BEGIN Provided records

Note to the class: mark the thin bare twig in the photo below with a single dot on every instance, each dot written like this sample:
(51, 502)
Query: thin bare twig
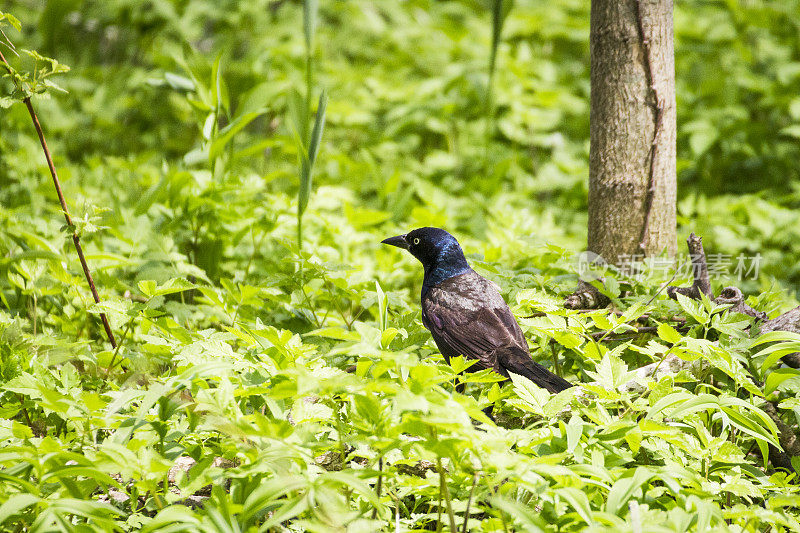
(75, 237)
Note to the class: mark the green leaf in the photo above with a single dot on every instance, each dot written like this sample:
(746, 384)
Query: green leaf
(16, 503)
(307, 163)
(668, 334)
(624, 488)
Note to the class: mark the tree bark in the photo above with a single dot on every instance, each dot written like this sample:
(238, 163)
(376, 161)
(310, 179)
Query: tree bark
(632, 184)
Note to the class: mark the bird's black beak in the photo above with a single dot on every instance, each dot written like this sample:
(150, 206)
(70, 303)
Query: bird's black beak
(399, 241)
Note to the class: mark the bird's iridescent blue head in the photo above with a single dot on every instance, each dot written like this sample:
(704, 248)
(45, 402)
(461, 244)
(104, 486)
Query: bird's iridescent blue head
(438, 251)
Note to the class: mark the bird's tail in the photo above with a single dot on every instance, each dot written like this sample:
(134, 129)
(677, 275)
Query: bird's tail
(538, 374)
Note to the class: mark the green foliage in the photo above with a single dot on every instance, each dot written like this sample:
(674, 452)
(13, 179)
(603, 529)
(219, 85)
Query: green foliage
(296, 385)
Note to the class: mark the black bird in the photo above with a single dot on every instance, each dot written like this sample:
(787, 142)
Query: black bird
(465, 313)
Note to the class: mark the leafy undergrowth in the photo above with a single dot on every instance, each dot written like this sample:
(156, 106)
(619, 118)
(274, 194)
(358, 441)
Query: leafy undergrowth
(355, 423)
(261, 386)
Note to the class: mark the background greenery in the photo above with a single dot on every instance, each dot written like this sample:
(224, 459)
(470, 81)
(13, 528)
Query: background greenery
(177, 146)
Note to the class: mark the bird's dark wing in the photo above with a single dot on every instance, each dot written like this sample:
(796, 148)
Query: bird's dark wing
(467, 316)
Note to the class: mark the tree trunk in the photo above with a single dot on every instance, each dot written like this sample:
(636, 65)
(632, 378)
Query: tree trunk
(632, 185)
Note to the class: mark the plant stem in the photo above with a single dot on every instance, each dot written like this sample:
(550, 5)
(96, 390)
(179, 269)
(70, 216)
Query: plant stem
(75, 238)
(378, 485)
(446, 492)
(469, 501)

END Provided records

- [Aim of the task]
The result should be an exact copy of the material, containing no pictures.

- [Task output]
Note to the class: mark the thin bare twig in the photo below with a single dot on every instance, each dot written like this sample:
(51, 502)
Query: thin bare twig
(75, 237)
Note to the class: mark the green leaf in the photo above with a single dot on every instance, each dot written like this sample:
(746, 384)
Query: green leaf
(16, 503)
(307, 163)
(668, 334)
(624, 488)
Note to the class: mark the tree bark in the photo above with a single dot on every instance, each dot written like this sample:
(238, 163)
(376, 161)
(310, 179)
Query: tree bark
(632, 184)
Note to the class: mark the bird's black beak in the photo above with a single dot on every instance, each dot written like this sample:
(150, 206)
(70, 303)
Query: bird's black beak
(399, 241)
Note to the class: mark the bird's iridescent blue head in the photo above with a single dot on every instance, each dot written like this sample:
(704, 248)
(45, 402)
(461, 244)
(104, 486)
Query: bird's iridescent blue head
(438, 251)
Note to the class: mark the bird's tail in the photo above with a single dot on every instance, each dot written like this sample:
(134, 129)
(677, 275)
Query: bird's tail
(538, 374)
Note to the class: mark the green foliage in the photo above with a single dot on every instance, each dot written like this sample:
(674, 452)
(13, 179)
(603, 529)
(219, 85)
Query: green foliage
(296, 385)
Note to the class: mark the black bird in the photo above with a single dot on every instance, each dot written like this sample:
(787, 142)
Query: black bird
(465, 313)
Note to the class: mark the leafy undergrowth in the photo above with a single dot on every instance, each dot written like this sample:
(156, 106)
(619, 118)
(274, 194)
(358, 441)
Query: leafy undergrowth
(355, 423)
(261, 386)
Note to the class: mark the background greenery in the photo above with a single dot on every instance, each dot written like this sample:
(224, 459)
(470, 81)
(13, 528)
Query: background greenery
(177, 146)
Note to the class: mark the bird's dark wing in the photo above with a single dot on every instance, each dot written like this sample:
(796, 148)
Query: bird's dark wing
(467, 316)
Note to the class: mark the tree trunk in the photo above with a single dot on every instance, each dot written like this sample:
(636, 65)
(632, 378)
Query: tree trunk
(632, 185)
Note to the class: mark the plant stem in the photo above with a single dot on every instance, each dot written like this sample:
(550, 5)
(96, 390)
(179, 269)
(70, 216)
Query: plant stem
(75, 238)
(378, 485)
(446, 492)
(469, 501)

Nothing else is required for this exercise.